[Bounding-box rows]
"""
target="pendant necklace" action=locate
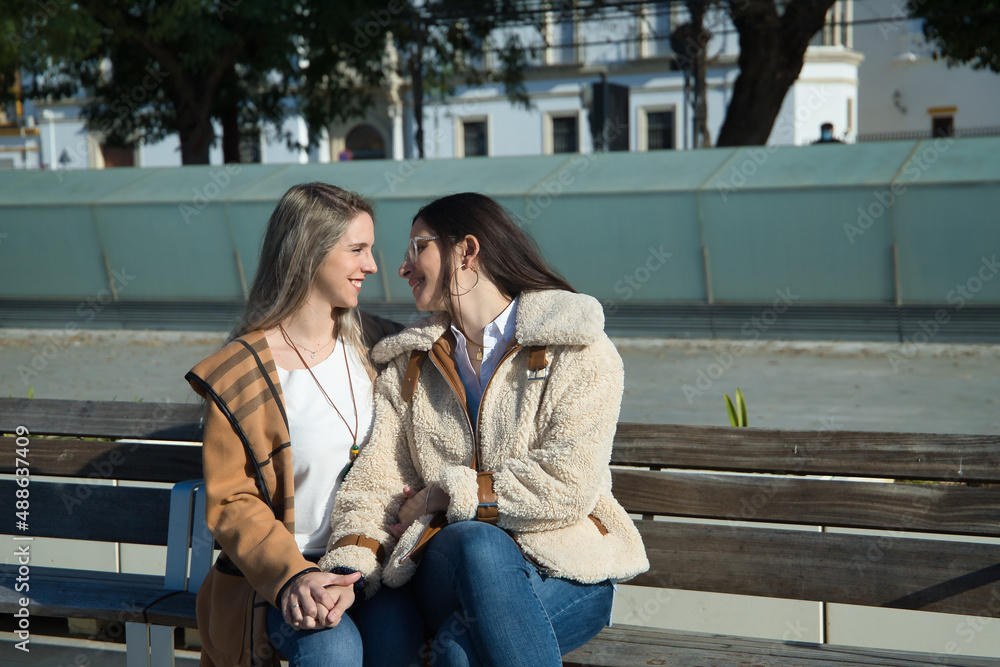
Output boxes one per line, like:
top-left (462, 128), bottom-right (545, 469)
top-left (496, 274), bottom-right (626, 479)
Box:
top-left (278, 324), bottom-right (361, 481)
top-left (281, 328), bottom-right (337, 364)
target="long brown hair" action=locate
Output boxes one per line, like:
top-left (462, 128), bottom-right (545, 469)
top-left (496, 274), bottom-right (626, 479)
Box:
top-left (413, 192), bottom-right (576, 310)
top-left (229, 183), bottom-right (375, 371)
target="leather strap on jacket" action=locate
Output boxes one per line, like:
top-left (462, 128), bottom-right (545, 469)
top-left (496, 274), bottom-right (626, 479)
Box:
top-left (399, 350), bottom-right (427, 403)
top-left (330, 535), bottom-right (385, 563)
top-left (476, 472), bottom-right (500, 524)
top-left (528, 345), bottom-right (549, 380)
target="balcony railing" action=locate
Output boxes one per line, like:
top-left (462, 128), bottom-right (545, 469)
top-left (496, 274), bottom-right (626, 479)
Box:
top-left (857, 125), bottom-right (1000, 142)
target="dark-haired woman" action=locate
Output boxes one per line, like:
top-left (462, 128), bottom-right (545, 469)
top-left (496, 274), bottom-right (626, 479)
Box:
top-left (186, 183), bottom-right (420, 667)
top-left (320, 193), bottom-right (648, 667)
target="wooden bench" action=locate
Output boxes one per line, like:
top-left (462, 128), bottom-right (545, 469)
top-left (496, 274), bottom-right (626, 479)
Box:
top-left (0, 399), bottom-right (1000, 667)
top-left (0, 399), bottom-right (207, 667)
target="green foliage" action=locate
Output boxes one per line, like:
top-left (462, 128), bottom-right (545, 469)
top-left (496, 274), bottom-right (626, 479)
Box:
top-left (0, 0), bottom-right (384, 163)
top-left (909, 0), bottom-right (1000, 73)
top-left (725, 387), bottom-right (747, 427)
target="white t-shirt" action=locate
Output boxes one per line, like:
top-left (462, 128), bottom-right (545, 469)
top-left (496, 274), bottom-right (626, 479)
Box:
top-left (278, 339), bottom-right (375, 556)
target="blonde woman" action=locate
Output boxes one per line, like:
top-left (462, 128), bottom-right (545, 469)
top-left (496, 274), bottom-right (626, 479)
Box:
top-left (186, 183), bottom-right (419, 667)
top-left (320, 193), bottom-right (649, 667)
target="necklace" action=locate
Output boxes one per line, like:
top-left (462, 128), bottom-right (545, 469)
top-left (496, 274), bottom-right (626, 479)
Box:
top-left (281, 327), bottom-right (337, 364)
top-left (278, 324), bottom-right (361, 470)
top-left (465, 337), bottom-right (483, 361)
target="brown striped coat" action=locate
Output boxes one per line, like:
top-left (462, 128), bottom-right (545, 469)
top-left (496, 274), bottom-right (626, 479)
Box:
top-left (185, 316), bottom-right (400, 667)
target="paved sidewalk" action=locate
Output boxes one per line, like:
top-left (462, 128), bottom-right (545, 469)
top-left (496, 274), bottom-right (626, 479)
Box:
top-left (0, 329), bottom-right (1000, 433)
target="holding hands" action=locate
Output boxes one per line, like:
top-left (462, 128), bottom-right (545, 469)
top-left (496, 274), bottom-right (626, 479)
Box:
top-left (281, 572), bottom-right (361, 630)
top-left (389, 483), bottom-right (451, 540)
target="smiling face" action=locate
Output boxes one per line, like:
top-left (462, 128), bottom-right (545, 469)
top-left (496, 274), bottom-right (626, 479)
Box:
top-left (312, 213), bottom-right (378, 308)
top-left (399, 218), bottom-right (446, 311)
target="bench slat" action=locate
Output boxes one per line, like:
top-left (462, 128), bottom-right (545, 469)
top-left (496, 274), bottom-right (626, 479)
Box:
top-left (0, 480), bottom-right (170, 546)
top-left (612, 469), bottom-right (1000, 537)
top-left (0, 566), bottom-right (164, 628)
top-left (0, 398), bottom-right (205, 442)
top-left (0, 437), bottom-right (202, 483)
top-left (630, 521), bottom-right (1000, 617)
top-left (563, 625), bottom-right (998, 667)
top-left (147, 593), bottom-right (198, 628)
top-left (611, 423), bottom-right (1000, 482)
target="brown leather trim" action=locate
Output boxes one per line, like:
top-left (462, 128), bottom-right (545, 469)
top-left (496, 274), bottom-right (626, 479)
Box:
top-left (330, 535), bottom-right (385, 563)
top-left (587, 514), bottom-right (608, 535)
top-left (476, 472), bottom-right (500, 524)
top-left (399, 350), bottom-right (427, 403)
top-left (399, 512), bottom-right (448, 563)
top-left (430, 329), bottom-right (469, 412)
top-left (528, 345), bottom-right (548, 372)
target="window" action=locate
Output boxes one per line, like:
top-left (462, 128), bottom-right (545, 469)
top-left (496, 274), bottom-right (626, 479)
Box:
top-left (931, 116), bottom-right (955, 137)
top-left (646, 111), bottom-right (674, 151)
top-left (636, 106), bottom-right (677, 151)
top-left (552, 116), bottom-right (580, 153)
top-left (342, 123), bottom-right (385, 160)
top-left (462, 120), bottom-right (489, 157)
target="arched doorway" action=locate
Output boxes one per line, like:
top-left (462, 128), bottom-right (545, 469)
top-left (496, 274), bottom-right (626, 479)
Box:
top-left (344, 123), bottom-right (385, 160)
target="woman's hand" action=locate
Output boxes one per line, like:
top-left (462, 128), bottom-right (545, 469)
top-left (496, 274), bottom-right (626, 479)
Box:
top-left (281, 572), bottom-right (361, 630)
top-left (389, 484), bottom-right (451, 540)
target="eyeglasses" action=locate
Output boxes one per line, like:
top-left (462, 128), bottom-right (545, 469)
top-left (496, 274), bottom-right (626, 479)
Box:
top-left (403, 236), bottom-right (441, 264)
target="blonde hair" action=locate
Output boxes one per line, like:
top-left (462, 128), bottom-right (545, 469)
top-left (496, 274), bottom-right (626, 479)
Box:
top-left (229, 183), bottom-right (375, 377)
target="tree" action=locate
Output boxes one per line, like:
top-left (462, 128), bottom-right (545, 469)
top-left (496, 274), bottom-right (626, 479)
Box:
top-left (0, 0), bottom-right (382, 164)
top-left (716, 0), bottom-right (834, 146)
top-left (909, 0), bottom-right (1000, 73)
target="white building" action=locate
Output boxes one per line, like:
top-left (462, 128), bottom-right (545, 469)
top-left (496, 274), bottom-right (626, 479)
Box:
top-left (854, 0), bottom-right (1000, 139)
top-left (0, 0), bottom-right (1000, 169)
top-left (408, 0), bottom-right (863, 158)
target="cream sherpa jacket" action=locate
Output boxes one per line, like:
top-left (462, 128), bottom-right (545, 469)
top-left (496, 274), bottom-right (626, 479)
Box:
top-left (319, 290), bottom-right (649, 595)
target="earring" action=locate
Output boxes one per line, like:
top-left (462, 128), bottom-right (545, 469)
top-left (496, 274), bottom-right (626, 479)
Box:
top-left (451, 264), bottom-right (479, 296)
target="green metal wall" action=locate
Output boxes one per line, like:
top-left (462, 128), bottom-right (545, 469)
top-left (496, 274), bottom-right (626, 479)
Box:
top-left (0, 138), bottom-right (1000, 306)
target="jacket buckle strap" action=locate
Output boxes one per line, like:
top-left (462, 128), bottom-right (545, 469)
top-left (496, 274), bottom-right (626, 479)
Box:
top-left (528, 345), bottom-right (549, 380)
top-left (400, 350), bottom-right (427, 403)
top-left (330, 535), bottom-right (385, 563)
top-left (476, 472), bottom-right (500, 524)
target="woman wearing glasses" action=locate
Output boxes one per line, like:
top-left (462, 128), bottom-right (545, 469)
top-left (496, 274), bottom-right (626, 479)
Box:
"""
How many lines in the rows above contain the word "blonde"? Reply with the number only.

2